-- Available records follows --
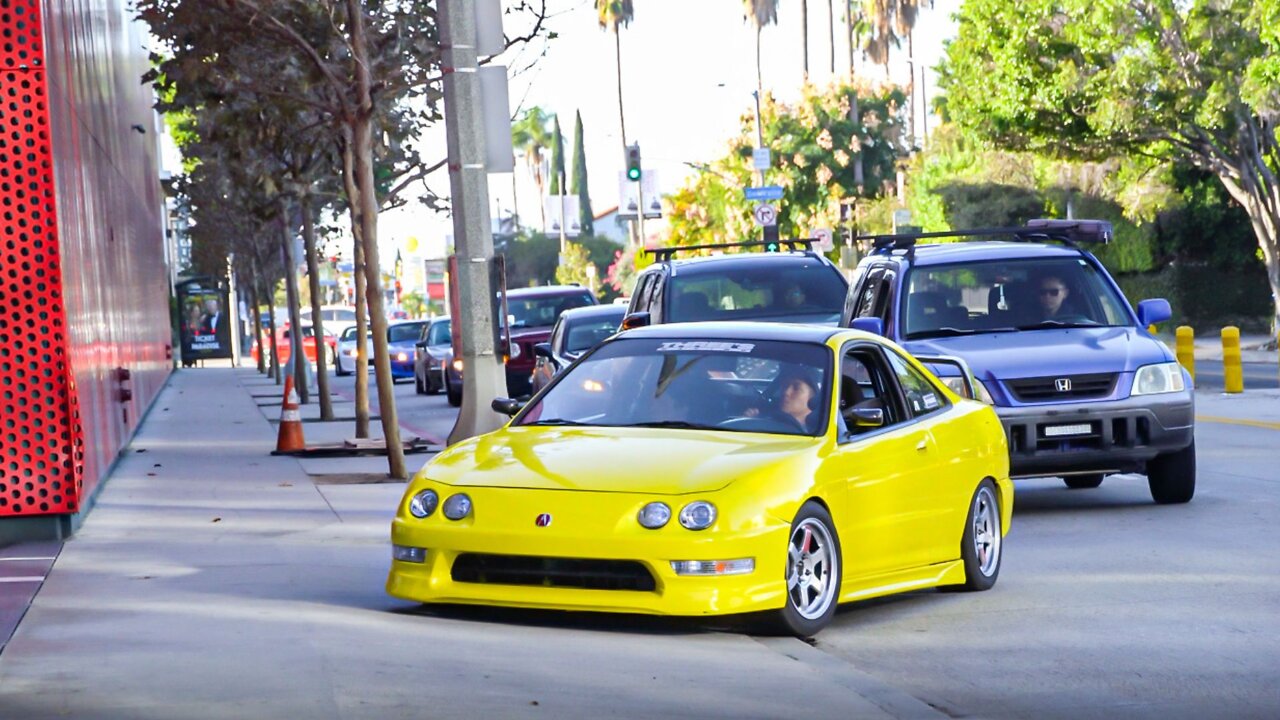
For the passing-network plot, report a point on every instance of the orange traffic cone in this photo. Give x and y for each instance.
(291, 422)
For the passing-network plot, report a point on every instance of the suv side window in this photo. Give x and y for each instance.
(922, 397)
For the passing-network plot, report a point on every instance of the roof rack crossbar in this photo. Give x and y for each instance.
(663, 254)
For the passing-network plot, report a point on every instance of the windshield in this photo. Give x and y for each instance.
(803, 291)
(406, 332)
(755, 386)
(439, 333)
(1009, 295)
(542, 311)
(584, 335)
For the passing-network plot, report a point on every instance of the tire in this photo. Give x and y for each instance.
(455, 395)
(1083, 482)
(813, 573)
(1173, 475)
(982, 543)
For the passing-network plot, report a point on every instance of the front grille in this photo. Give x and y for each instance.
(1082, 387)
(553, 572)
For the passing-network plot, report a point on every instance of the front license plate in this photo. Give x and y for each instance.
(1068, 431)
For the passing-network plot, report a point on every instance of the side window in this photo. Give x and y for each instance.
(922, 397)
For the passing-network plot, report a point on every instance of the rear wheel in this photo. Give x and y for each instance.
(1173, 475)
(982, 543)
(1083, 482)
(813, 572)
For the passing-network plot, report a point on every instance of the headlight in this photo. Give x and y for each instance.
(423, 504)
(654, 515)
(1152, 379)
(457, 506)
(698, 515)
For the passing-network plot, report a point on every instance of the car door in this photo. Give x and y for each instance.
(888, 472)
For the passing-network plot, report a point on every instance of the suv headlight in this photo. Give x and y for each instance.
(1153, 379)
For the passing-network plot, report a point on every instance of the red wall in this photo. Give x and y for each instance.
(85, 287)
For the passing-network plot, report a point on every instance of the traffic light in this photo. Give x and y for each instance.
(634, 162)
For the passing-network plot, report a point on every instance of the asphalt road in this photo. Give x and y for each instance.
(1107, 605)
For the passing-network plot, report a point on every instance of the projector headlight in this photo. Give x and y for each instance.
(1153, 379)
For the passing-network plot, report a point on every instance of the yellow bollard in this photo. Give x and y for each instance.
(1233, 374)
(1185, 350)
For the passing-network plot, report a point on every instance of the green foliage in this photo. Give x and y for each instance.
(814, 147)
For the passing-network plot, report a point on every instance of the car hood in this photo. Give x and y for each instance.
(657, 460)
(1033, 354)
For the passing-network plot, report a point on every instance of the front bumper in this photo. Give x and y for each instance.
(589, 527)
(1123, 434)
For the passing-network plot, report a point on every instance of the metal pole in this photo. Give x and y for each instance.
(483, 376)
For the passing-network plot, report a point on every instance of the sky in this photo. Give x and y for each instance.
(688, 73)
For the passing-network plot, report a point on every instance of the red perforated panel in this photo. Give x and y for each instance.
(37, 473)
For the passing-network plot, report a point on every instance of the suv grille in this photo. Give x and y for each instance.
(553, 572)
(1080, 387)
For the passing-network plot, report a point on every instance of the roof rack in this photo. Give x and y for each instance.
(1070, 232)
(663, 254)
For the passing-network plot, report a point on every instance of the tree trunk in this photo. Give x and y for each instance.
(804, 35)
(309, 238)
(297, 358)
(362, 158)
(361, 301)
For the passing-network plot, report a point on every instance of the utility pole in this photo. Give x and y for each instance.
(483, 374)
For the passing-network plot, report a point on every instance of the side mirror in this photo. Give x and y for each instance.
(1151, 311)
(873, 326)
(635, 320)
(507, 406)
(867, 417)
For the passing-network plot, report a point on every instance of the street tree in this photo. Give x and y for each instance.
(1196, 81)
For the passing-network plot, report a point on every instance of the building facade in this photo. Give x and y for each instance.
(85, 332)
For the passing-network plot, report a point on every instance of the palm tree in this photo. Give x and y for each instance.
(617, 14)
(760, 13)
(529, 135)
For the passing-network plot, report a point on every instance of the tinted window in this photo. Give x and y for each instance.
(805, 290)
(542, 311)
(1009, 295)
(746, 386)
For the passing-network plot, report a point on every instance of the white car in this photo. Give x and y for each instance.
(344, 363)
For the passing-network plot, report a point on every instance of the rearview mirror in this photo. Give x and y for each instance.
(506, 405)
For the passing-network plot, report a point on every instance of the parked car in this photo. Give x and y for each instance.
(432, 350)
(712, 469)
(533, 311)
(792, 286)
(1079, 383)
(575, 332)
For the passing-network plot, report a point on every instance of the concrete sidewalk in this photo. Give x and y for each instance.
(215, 580)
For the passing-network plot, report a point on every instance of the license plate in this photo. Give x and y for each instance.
(1068, 431)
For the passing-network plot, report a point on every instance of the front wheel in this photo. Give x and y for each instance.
(982, 543)
(1171, 477)
(813, 572)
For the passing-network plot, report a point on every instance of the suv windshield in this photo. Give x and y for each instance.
(1009, 295)
(540, 311)
(800, 291)
(746, 386)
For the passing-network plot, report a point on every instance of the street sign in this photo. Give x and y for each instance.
(824, 238)
(767, 192)
(760, 159)
(766, 215)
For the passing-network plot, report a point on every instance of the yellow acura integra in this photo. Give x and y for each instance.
(709, 469)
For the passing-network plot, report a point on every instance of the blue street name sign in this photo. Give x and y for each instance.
(767, 192)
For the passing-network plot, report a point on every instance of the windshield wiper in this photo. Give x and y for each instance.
(671, 424)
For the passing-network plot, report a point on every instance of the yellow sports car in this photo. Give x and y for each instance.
(709, 469)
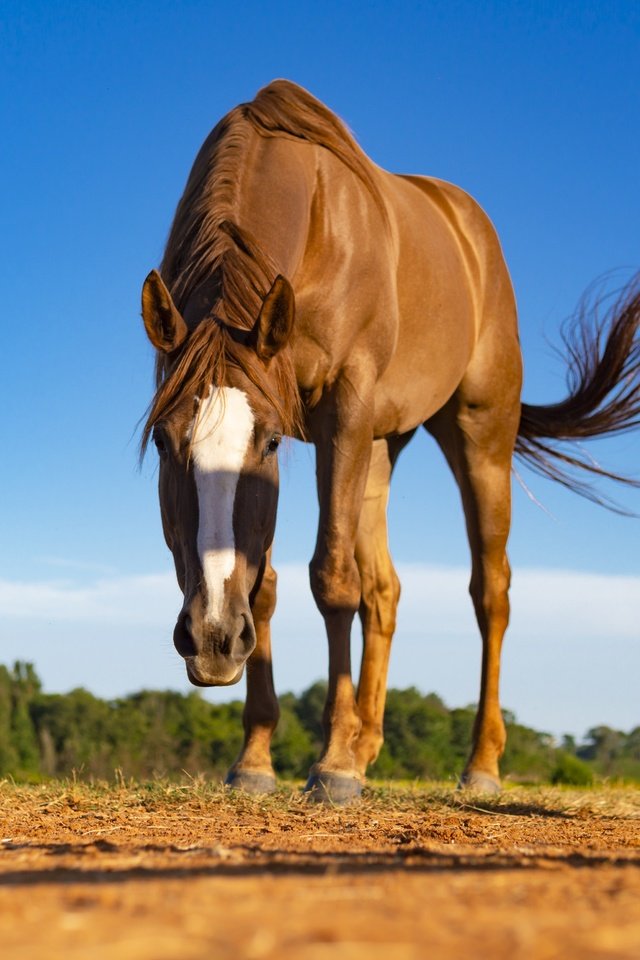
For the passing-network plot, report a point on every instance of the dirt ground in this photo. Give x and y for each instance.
(164, 872)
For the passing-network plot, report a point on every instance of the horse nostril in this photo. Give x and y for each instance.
(182, 637)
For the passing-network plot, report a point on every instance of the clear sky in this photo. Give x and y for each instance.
(531, 107)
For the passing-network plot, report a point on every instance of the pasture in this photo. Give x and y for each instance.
(157, 871)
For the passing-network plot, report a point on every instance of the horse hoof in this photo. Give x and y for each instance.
(479, 783)
(249, 782)
(332, 788)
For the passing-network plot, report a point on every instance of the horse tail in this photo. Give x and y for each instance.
(603, 354)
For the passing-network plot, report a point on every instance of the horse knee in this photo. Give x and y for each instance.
(264, 602)
(490, 596)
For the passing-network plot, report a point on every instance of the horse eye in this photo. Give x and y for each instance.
(274, 443)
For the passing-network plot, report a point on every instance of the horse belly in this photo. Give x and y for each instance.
(437, 319)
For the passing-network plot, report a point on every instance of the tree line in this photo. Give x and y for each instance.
(164, 733)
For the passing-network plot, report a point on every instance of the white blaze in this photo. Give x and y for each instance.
(220, 438)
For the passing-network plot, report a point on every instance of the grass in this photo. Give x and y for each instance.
(602, 801)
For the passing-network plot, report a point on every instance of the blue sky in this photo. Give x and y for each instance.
(531, 108)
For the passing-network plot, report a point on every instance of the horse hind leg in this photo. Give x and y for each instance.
(380, 594)
(478, 440)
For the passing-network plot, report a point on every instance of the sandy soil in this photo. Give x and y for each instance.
(162, 872)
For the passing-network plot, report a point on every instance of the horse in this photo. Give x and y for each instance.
(306, 292)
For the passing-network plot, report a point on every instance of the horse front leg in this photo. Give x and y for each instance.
(253, 770)
(342, 433)
(380, 594)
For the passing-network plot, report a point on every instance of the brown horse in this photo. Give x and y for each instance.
(304, 291)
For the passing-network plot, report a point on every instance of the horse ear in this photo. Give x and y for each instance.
(163, 322)
(273, 326)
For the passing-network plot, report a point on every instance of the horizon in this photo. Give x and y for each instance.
(532, 110)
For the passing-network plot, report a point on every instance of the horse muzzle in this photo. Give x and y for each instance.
(214, 653)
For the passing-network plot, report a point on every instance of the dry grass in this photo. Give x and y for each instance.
(194, 795)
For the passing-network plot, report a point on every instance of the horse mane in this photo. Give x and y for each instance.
(206, 244)
(197, 249)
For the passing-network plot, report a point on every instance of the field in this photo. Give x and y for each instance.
(163, 872)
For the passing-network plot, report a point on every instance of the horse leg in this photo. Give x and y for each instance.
(253, 770)
(380, 594)
(342, 432)
(477, 441)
-- Available records concluded --
* **What you need to do**:
Once the line with "the dry grass" has been found in the records above, retype it and every line after it exactly, and include nothing else.

* **Task result**:
For the passing-network plot, report a point on every instance of the dry grass in this photo. Give x and y for each instance.
(194, 795)
For the passing-network plot, report a point on every instance of the horse mane in this photo. Give x and y for each instance.
(206, 244)
(197, 249)
For the passing-network plot, report a point on every instance of the field in this photo. Give x and y for each instance.
(163, 872)
For the passing-network plot, report a point on every instance of the horse leg in this photo. Give x and y for each instance.
(253, 770)
(380, 594)
(342, 432)
(477, 441)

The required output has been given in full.